### WHAT TO WORK ON
Retyping the records exactly is the whole task.

### THE DATA
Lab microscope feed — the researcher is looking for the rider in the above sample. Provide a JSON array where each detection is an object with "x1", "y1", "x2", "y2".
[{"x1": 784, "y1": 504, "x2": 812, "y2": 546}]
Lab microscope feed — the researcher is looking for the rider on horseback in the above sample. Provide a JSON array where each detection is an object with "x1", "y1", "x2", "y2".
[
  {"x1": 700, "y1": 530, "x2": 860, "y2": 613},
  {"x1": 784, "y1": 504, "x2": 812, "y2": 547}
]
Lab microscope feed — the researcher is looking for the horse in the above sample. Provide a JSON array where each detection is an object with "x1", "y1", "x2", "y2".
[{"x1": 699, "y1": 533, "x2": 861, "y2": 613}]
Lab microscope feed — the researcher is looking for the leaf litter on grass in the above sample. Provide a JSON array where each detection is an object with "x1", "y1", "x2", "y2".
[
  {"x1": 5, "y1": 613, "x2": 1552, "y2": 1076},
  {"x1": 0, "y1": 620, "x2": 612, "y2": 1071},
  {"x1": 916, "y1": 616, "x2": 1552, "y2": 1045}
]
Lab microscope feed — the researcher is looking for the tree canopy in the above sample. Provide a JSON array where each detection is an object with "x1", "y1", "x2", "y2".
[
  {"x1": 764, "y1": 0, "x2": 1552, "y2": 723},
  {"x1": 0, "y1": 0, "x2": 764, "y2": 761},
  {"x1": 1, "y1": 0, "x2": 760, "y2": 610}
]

### SOLUTION TO THIS PROBLEM
Lab microscope feed — the researcher is looking for the rider in the above sample. Provide a JSON array where each detection is an object with "x1", "y1", "x2", "y2".
[{"x1": 784, "y1": 504, "x2": 812, "y2": 546}]
Lab microscope feed — the researcher is looking for the rider on horseback in the above sample. Provide a JSON array where each detection is an object with "x1", "y1", "x2", "y2".
[
  {"x1": 700, "y1": 530, "x2": 860, "y2": 613},
  {"x1": 784, "y1": 504, "x2": 812, "y2": 547}
]
Lab microscope feed — the researcher is looking for the horse in the above sample. Provide a JSON array where each detection is an object with "x1", "y1", "x2", "y2".
[{"x1": 699, "y1": 533, "x2": 861, "y2": 613}]
Lab microscope feed — the researcher is looking for the leaf litter on grass in the above sample. Provide a JSON array where each detection is an object with "x1", "y1", "x2", "y2".
[
  {"x1": 5, "y1": 613, "x2": 1552, "y2": 1076},
  {"x1": 0, "y1": 620, "x2": 612, "y2": 1071},
  {"x1": 916, "y1": 616, "x2": 1552, "y2": 1045}
]
Lab microscope feed — the researcher is looking for the tree canopy in the above sample. Provide a JSON array where each detection is an object with "x1", "y1", "x2", "y2".
[
  {"x1": 764, "y1": 0, "x2": 1552, "y2": 723},
  {"x1": 0, "y1": 0, "x2": 764, "y2": 761},
  {"x1": 1, "y1": 0, "x2": 760, "y2": 610}
]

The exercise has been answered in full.